▸ Exercise aim: Rewrite the records below, replacing "one point per instance" with "one point per match" wherever it occurs and leaving everything else unchanged.

________________________________________

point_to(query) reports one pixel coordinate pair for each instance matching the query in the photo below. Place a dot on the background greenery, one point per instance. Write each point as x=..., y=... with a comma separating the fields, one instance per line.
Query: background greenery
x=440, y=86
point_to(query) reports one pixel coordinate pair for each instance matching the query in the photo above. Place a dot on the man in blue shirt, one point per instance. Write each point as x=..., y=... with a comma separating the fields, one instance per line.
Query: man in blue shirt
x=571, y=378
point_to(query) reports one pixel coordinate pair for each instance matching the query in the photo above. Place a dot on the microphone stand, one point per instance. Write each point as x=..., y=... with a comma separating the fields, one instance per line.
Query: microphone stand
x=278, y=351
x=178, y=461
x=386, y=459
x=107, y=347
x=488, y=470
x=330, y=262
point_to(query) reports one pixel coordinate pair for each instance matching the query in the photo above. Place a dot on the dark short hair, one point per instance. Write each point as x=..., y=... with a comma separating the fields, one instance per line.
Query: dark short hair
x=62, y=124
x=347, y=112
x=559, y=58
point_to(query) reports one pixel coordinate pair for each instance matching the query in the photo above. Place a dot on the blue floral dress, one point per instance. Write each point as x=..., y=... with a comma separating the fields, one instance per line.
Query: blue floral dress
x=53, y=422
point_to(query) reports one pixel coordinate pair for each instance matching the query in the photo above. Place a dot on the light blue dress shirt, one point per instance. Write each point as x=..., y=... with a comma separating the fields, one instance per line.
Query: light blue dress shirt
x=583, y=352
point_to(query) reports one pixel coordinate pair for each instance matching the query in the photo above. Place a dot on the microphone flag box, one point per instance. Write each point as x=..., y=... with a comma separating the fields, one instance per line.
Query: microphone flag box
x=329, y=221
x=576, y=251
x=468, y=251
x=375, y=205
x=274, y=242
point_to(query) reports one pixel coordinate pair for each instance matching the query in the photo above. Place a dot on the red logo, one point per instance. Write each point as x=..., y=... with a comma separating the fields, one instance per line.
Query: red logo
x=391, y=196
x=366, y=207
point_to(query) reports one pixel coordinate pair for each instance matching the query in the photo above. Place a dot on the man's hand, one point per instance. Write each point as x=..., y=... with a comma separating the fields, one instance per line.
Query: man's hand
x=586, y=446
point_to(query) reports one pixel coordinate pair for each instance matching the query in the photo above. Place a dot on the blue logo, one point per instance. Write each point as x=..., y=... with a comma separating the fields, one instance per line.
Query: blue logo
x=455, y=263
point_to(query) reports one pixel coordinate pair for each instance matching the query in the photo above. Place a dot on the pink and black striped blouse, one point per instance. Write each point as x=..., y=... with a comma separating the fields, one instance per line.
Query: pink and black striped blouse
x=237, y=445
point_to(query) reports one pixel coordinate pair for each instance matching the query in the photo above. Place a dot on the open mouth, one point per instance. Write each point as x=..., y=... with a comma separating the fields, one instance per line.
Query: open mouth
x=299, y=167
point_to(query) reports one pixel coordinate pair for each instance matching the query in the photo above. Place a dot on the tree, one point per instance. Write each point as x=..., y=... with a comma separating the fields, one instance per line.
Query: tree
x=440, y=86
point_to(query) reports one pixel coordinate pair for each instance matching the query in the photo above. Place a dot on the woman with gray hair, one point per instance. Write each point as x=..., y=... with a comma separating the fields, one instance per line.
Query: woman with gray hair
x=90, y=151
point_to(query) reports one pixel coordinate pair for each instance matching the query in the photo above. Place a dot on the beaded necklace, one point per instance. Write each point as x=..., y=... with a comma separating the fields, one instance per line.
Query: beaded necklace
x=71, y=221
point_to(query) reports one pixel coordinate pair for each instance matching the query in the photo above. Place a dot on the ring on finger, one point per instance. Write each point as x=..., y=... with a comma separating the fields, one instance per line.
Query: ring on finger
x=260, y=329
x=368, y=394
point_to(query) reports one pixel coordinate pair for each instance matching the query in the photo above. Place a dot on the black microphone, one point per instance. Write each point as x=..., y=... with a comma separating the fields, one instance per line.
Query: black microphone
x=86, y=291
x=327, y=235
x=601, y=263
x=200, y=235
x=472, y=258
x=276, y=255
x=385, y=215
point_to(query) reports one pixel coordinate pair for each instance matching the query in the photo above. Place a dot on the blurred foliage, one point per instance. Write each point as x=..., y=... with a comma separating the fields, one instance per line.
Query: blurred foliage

________________________________________

▸ Answer for this exercise:
point_to(query) reports one pixel coordinate pair for each instance matching the query in the photo below. Place a dot on the background greenery, one point per match. Write each point as x=..., y=... with a comma separating the fields, one instance per line.
Query: background greenery
x=440, y=86
point_to(query) reports one pixel coordinate pair for each instance matching the query in the photo above. Place a dot on the man in blue shirt, one point per match. Write each point as x=..., y=... with a comma separating the fields, one instance per line.
Query: man in blue shirt
x=571, y=378
point_to(query) reports one pixel coordinate pair for each instance matching the query in the photo above. Place a dot on the microphone stand, one point per match. Write each point as x=..., y=... with a comma separating the fields, one instance per line.
Query: microphone stand
x=278, y=351
x=178, y=461
x=386, y=459
x=107, y=347
x=488, y=470
x=330, y=262
point_to(query) reports one pixel coordinate pair for each instance matching the query in the photo above. Place a dot on the dark short hair, one point per match. Write each point as x=..., y=... with a comma separating the fields, one instance per line.
Query: dark short hair
x=62, y=124
x=347, y=112
x=559, y=58
point_to(query) reports one pixel coordinate pair for each instance matching the query in the photo above. Place a dot on the blue floral dress, one point per match. Write each point as x=..., y=... with a comma separating the fields, one instance per line.
Query: blue floral dress
x=53, y=422
point_to(query) reports one pixel coordinate pair for each instance matching the query in the photo above. Place a dot on the light blue dress shirt, one point per match. Write each point as x=..., y=... with a comma separating the fields, one instance per line.
Query: light blue dress shirt
x=583, y=352
point_to(query) reports one pixel coordinate pair for each instance matching the query in the photo above. Place a dot on the microphone flag box, one point per match. Write each point as x=..., y=... with a comma separating the fields, one instance per line.
Query: microphone flag box
x=329, y=221
x=576, y=251
x=468, y=251
x=375, y=205
x=274, y=242
point_to(query) reports one pixel coordinate pair for each instance matching the query in the photo above. Place a dot on the red logo, one point per match. Write each point as x=..., y=... with a comma separating the fields, one instance per line.
Query: red logo
x=391, y=196
x=366, y=207
point_to(query) reports one pixel coordinate pair for each instance matching the query in the photo above. Place a dot on the man's hand, one point per match. Write each point as x=..., y=... with a comma separating the fields, one instance per line.
Query: man's hand
x=586, y=446
point_to(query) reports one pixel coordinate pair for each instance matching the query in the photo above. Place a dot on the blue logo, one point per match. Write each point as x=..., y=... with a comma separating the fields, one instance per line.
Query: blue logo
x=455, y=263
point_to(query) reports one pixel coordinate pair for each instance matching the query in the photo above. Place a dot on the pink and black striped blouse, one point per match. Write each point as x=..., y=... with a comma separating the fields, one instance per line.
Query: pink and black striped blouse
x=237, y=445
point_to(query) reports one pixel coordinate pair for each instance matching the query in the photo above. Place a dot on the open mouth, one point per match. Write each point as x=..., y=... with a comma separating the fields, one instance per line.
Query: open mouth
x=299, y=167
point_to(query) reports one pixel coordinate pair for each instance matching the query in the photo above. Place a dot on the tree, one point per match. Write each point as x=..., y=... with a comma separating the fields, one instance per line.
Query: tree
x=440, y=86
point_to(query) reports one pixel coordinate pair for each instance matching the query in the photo above. Place a dot on the woman with gray hair, one point per match. Write each point as x=..., y=... with a comma separating the fields, one instance per line.
Query: woman with gray hair
x=90, y=151
point_to(query) reports one pixel coordinate pair for each instance matching the query in the photo above. Place a dot on the beaded necklace, one point per match. Write each point as x=..., y=... with a comma separating the fields, one instance per line.
Query: beaded necklace
x=71, y=221
point_to(query) reports one pixel coordinate pair for each instance matching the query in the photo above. Place a dot on the ring on finger, one point per match. Write each point as x=..., y=... with a comma separating the fields, one instance per line.
Query: ring on finger
x=260, y=329
x=368, y=394
point_to(query) reports one pixel coordinate pair for each instance matching the query in the photo above. Place a dot on the black microphone, one point per match. Write each point as x=..., y=... with a comma separating the fields, one instance per line.
Query: black microphone
x=86, y=291
x=327, y=235
x=601, y=263
x=200, y=235
x=472, y=258
x=276, y=255
x=385, y=215
point_to(query) reports one pixel coordinate pair for each instance matching the query in the photo above. Place a dot on the blurred foliage, one point per match. Write each point as x=..., y=... with a comma separating the fields, one instance per line.
Query: blurred foliage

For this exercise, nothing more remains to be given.